=== RECORDS FOR THIS EXERCISE ===

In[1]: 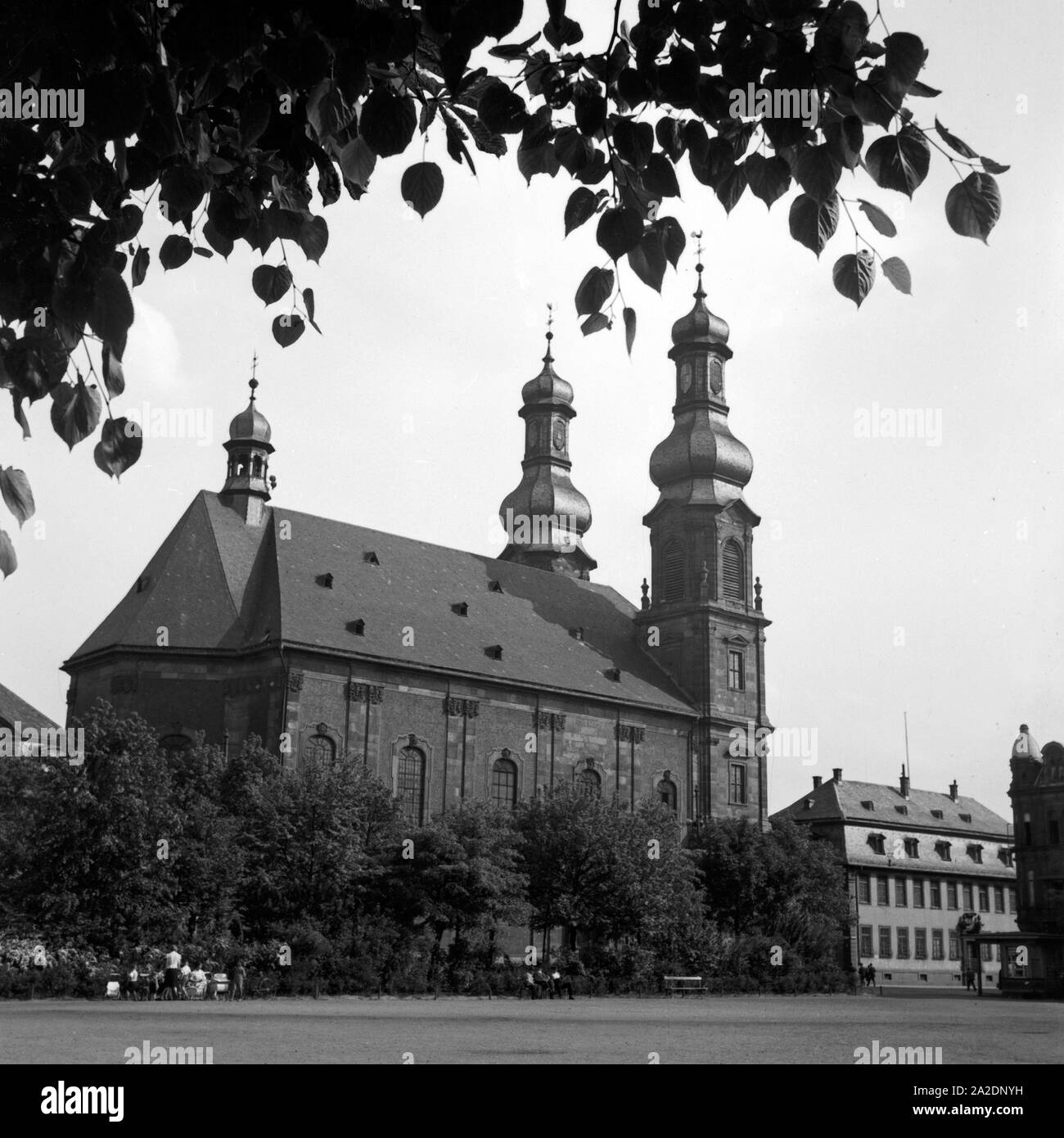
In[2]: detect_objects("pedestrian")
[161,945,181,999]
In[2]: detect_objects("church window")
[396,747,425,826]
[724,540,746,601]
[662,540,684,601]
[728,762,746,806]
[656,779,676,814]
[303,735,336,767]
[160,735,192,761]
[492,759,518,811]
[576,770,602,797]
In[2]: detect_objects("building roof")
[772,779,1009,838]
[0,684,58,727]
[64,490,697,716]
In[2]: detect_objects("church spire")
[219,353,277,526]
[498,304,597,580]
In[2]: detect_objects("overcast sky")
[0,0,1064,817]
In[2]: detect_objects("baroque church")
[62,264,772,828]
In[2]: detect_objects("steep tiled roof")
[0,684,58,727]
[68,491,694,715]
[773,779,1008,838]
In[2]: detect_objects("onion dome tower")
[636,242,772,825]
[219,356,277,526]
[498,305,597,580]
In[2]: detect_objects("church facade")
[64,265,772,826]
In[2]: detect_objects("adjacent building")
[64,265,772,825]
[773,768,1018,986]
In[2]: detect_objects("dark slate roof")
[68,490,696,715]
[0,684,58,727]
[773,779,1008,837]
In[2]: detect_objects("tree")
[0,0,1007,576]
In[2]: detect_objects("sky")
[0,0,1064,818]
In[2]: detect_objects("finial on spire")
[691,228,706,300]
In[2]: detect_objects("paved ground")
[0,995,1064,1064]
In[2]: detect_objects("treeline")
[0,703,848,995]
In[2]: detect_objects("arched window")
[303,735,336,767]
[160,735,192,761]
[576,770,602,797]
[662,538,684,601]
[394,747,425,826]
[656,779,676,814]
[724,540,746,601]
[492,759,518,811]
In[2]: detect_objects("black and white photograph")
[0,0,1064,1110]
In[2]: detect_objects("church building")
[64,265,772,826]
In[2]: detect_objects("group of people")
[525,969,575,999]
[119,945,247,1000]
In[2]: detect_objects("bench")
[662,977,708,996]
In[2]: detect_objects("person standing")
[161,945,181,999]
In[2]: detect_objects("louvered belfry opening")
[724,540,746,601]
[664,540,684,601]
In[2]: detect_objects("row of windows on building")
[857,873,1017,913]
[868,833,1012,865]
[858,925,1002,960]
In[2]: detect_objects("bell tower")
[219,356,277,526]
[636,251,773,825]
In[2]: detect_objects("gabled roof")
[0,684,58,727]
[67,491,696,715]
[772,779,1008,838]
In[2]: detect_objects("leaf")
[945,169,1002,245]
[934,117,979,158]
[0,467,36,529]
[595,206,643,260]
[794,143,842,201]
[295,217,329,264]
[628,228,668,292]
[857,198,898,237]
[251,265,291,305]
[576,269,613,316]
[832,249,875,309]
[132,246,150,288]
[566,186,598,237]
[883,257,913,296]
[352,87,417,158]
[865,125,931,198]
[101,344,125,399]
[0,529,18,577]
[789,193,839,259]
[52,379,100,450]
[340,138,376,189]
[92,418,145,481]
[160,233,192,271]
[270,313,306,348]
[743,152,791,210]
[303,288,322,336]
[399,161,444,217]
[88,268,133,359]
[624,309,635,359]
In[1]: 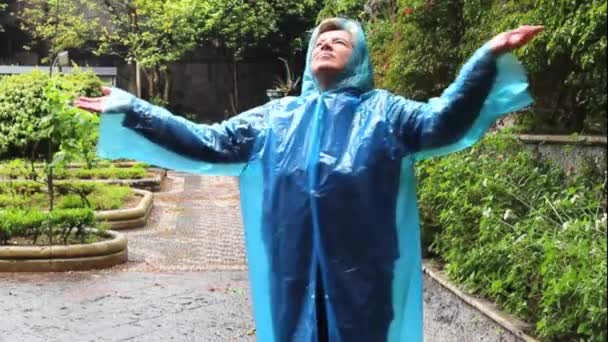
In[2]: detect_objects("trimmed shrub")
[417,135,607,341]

===

● DESCRIPTION OF THE TASK: Turn every line in the rows above into a numbered list, skipping any blank lines. Leave the pictures out of your answer.

● CORRECT RESPONSE:
1. In[1]: 
2. In[2]: detect_objects("pedestrian")
3. [161,945,181,999]
4. In[2]: detect_objects("church window")
5. [396,747,425,826]
6. [724,540,746,601]
7. [662,540,684,601]
8. [728,762,746,806]
9. [656,779,676,814]
10. [303,735,336,767]
11. [160,735,192,761]
12. [492,759,518,811]
13. [576,770,602,797]
14. In[2]: detect_objects("building roof")
15. [772,779,1009,838]
16. [0,684,58,727]
17. [64,490,697,716]
18. In[2]: detect_objects("church spire")
19. [219,353,277,526]
20. [498,304,597,580]
21. In[2]: detect_objects("overcast sky")
22. [0,0,1064,817]
23. In[2]: detect_objects("baroque church")
24. [62,264,772,828]
25. In[2]: detect_objects("steep tiled roof")
26. [0,684,58,727]
27. [68,491,694,715]
28. [773,779,1008,838]
29. In[2]: detect_objects("onion dome tower")
30. [636,242,772,825]
31. [219,356,277,526]
32. [498,305,597,580]
33. In[2]: detect_objects("church facade")
34. [64,265,772,826]
35. In[2]: detect_objects("adjacent building")
36. [64,265,772,825]
37. [773,768,1018,986]
38. In[2]: detect_objects("dark slate roof")
39. [68,490,696,715]
40. [0,684,58,727]
41. [773,779,1008,837]
42. In[2]: detect_objects("tree")
43. [0,0,1007,576]
44. In[2]: detect_objects("sky")
45. [0,0,1064,818]
46. In[2]: detect_objects("finial on spire")
47. [691,228,706,300]
48. In[2]: detect_objects("paved ground")
49. [0,995,1064,1064]
50. In[2]: detect_objects("treeline")
51. [0,703,848,995]
52. In[2]: detect_objects("arched window")
53. [303,735,336,767]
54. [160,735,192,761]
55. [576,770,602,797]
56. [662,538,684,601]
57. [394,747,425,826]
58. [656,779,676,814]
59. [724,540,746,601]
60. [492,759,518,811]
61. In[2]: detect_objects("black and white photograph")
62. [0,0,1064,1110]
63. In[2]: detect_objects("church building")
64. [64,265,772,826]
65. In[2]: detect_objects("group of people")
66. [525,969,575,999]
67. [119,945,247,1000]
68. In[2]: detect_objects("bench")
69. [662,977,708,996]
70. In[2]: detect_objects("person standing")
71. [161,945,181,999]
72. In[2]: detect_objects("louvered belfry opening")
73. [724,540,746,601]
74. [664,540,684,601]
75. In[2]: detect_objects("row of windows on building")
76. [857,873,1017,913]
77. [868,833,1012,865]
78. [858,925,1002,960]
79. In[2]: detect_objects("bell tower")
80. [219,356,277,526]
81. [636,251,773,825]
82. In[2]: detect_objects("gabled roof")
83. [0,684,58,727]
84. [67,491,696,715]
85. [772,779,1008,838]
86. In[2]: detect_objects("leaf")
87. [945,169,1002,245]
88. [934,117,979,158]
89. [0,467,36,529]
90. [595,206,643,260]
91. [794,143,842,201]
92. [295,217,329,264]
93. [628,228,668,292]
94. [857,198,898,237]
95. [251,265,291,305]
96. [576,269,613,316]
97. [832,249,875,309]
98. [132,246,150,288]
99. [566,186,598,237]
100. [883,257,913,296]
101. [352,87,417,158]
102. [865,125,931,198]
103. [101,344,125,399]
104. [0,529,18,577]
105. [789,193,839,259]
106. [52,379,100,450]
107. [340,138,376,189]
108. [92,418,145,481]
109. [160,233,192,271]
110. [270,313,306,348]
111. [743,152,791,210]
112. [303,288,322,336]
113. [399,161,444,217]
114. [88,268,133,359]
115. [624,309,635,359]
116. In[1]: 
117. In[2]: detect_objects("trimmed shrub")
118. [417,135,607,341]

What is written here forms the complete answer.